Records contained in a dataset
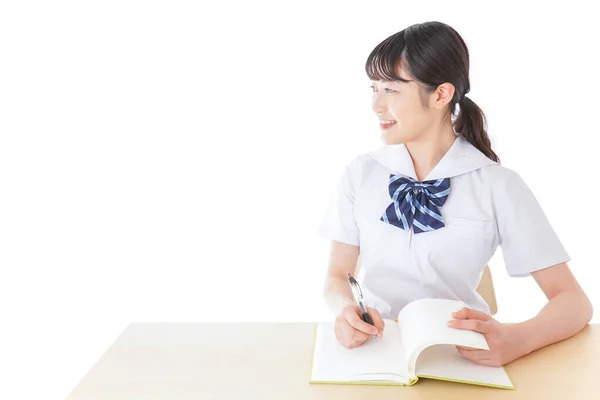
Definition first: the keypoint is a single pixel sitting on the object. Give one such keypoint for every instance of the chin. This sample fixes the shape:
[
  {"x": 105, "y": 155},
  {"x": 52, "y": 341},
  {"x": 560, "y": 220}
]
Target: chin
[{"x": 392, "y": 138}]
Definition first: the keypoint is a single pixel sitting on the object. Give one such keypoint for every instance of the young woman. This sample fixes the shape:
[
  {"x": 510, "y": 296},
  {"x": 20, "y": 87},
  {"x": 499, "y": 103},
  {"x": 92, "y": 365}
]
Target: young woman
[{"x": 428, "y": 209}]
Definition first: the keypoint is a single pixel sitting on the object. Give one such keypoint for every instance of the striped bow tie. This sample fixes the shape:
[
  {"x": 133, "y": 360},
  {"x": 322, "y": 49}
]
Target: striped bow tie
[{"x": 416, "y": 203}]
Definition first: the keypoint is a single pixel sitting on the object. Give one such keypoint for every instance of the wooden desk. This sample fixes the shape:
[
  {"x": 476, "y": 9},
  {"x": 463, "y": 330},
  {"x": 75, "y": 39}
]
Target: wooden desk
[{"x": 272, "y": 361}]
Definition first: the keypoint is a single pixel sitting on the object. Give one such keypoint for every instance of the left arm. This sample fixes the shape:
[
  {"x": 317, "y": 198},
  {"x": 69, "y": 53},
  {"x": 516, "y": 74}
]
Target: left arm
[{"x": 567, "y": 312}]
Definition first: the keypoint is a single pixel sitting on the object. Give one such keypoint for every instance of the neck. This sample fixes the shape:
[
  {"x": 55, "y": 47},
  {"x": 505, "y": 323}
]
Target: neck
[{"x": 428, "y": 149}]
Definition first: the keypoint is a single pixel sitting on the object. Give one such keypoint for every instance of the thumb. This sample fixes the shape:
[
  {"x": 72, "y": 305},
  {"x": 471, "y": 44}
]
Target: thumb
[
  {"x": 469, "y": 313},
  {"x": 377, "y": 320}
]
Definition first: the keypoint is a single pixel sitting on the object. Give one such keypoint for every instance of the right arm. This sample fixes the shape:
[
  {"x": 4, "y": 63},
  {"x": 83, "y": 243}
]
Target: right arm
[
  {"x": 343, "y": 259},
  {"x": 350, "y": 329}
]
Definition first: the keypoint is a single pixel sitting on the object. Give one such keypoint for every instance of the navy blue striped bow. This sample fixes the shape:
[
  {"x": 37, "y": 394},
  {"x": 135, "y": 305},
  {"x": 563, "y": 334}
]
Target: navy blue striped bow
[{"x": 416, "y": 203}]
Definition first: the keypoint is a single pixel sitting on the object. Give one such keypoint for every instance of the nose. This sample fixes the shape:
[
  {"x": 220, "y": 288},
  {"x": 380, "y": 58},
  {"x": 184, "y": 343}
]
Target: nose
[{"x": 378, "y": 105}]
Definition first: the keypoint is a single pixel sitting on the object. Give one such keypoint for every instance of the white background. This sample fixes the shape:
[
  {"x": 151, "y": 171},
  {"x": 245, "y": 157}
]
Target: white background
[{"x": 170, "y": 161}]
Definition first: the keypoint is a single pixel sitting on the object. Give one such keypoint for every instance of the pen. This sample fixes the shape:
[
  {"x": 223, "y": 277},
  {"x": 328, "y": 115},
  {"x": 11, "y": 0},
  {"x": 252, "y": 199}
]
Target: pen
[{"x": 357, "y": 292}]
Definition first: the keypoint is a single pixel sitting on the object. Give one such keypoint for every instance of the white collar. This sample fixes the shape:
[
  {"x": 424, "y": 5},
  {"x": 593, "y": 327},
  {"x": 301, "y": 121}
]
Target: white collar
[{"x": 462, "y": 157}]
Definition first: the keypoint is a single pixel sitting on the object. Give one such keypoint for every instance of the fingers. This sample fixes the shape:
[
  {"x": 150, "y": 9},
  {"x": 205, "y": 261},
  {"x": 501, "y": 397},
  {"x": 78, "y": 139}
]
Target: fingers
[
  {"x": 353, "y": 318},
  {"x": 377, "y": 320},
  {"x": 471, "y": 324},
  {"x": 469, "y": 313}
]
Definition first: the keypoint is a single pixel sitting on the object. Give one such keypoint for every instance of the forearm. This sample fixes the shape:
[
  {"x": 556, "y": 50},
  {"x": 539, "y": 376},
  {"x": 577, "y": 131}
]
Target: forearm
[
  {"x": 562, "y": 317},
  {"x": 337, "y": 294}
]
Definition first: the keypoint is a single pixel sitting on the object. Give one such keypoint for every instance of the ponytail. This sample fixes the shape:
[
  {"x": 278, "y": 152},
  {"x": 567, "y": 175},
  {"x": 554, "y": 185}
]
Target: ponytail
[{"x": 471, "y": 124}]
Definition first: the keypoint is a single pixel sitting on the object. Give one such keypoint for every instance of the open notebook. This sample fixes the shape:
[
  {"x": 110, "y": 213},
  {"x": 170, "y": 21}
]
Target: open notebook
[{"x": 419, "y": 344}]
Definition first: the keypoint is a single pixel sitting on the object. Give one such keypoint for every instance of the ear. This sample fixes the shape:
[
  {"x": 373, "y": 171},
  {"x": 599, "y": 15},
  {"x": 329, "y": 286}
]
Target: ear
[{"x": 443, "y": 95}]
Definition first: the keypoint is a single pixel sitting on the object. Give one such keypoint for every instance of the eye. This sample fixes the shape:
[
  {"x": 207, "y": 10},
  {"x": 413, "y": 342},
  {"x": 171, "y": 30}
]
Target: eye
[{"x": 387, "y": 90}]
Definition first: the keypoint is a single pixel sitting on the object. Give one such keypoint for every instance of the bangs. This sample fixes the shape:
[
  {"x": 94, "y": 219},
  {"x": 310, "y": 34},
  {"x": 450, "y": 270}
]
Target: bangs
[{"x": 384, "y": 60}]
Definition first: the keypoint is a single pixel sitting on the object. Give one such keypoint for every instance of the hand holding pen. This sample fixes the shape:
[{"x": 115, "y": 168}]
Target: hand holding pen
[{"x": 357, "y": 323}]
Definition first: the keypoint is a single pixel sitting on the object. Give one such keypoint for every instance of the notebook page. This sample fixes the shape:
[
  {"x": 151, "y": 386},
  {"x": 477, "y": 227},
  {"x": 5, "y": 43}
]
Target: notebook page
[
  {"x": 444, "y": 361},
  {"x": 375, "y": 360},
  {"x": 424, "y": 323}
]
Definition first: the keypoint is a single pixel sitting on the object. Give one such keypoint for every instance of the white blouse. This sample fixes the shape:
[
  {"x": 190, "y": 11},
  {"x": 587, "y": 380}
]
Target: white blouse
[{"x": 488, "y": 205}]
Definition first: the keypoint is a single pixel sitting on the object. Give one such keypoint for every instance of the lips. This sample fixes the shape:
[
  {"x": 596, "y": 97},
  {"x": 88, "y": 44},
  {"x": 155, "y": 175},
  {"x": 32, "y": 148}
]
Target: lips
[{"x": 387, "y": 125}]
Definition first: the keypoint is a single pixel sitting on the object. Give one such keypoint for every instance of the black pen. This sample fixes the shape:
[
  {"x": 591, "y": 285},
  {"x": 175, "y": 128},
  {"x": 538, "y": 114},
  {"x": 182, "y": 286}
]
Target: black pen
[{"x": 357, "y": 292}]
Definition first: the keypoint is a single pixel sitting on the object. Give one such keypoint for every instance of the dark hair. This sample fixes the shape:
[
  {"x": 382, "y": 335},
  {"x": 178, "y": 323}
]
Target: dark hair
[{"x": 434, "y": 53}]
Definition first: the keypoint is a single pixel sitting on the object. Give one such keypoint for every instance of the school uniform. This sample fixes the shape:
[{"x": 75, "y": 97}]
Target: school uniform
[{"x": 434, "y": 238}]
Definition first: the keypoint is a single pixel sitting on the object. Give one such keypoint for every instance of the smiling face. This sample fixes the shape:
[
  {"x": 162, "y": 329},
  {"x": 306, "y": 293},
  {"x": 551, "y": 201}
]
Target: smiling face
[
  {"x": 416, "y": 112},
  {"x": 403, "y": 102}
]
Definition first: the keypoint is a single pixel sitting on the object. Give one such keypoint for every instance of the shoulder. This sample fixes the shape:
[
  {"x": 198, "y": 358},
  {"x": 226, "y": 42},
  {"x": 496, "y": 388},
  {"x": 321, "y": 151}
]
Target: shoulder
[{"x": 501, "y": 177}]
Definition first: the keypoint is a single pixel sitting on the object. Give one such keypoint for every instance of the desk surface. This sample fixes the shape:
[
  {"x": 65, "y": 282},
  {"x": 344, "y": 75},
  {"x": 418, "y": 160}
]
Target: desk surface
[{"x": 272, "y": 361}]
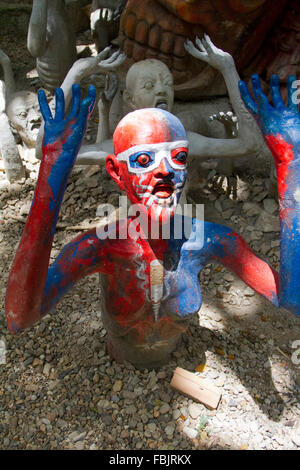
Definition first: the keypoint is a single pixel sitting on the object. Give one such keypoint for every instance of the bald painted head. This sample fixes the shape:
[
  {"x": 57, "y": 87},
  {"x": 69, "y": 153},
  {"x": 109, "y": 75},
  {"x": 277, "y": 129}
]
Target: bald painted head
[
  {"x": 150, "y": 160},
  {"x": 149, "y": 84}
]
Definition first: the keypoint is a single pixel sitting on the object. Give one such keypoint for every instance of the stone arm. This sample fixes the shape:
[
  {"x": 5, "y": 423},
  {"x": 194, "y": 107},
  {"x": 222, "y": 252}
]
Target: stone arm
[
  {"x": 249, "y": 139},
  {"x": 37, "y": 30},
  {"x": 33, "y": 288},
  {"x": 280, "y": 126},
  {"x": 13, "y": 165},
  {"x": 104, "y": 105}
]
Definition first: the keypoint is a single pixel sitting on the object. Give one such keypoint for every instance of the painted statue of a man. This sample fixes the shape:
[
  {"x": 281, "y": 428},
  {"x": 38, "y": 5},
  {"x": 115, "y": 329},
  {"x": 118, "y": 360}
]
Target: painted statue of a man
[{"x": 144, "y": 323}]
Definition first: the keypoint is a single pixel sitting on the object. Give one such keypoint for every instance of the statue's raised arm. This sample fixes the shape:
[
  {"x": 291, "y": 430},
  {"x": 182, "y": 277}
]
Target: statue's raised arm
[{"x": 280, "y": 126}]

» What you have to do: Repeat only the stretch of lines that begins at the line containing "Target: stone arm" and ends at the last line above, both included.

» Written solution:
Target: stone arm
[
  {"x": 249, "y": 139},
  {"x": 37, "y": 30},
  {"x": 33, "y": 288},
  {"x": 280, "y": 126},
  {"x": 13, "y": 165},
  {"x": 104, "y": 105}
]
Definition first: the keypoint is a single pixel sitting on the object. Give one such keypoint for every instance of the painted statue of a man. This sample fixes the shape:
[
  {"x": 281, "y": 428},
  {"x": 38, "y": 5},
  {"x": 115, "y": 329},
  {"x": 118, "y": 360}
]
Target: painted statue of a man
[{"x": 144, "y": 323}]
Definition first: the keypoint is a single pixel sitting on the object. Give one such keypoint for every instance of the statue's raised arm. This sample fixes the shape:
[
  {"x": 291, "y": 430},
  {"x": 182, "y": 277}
]
Target: statue's raised arm
[{"x": 280, "y": 126}]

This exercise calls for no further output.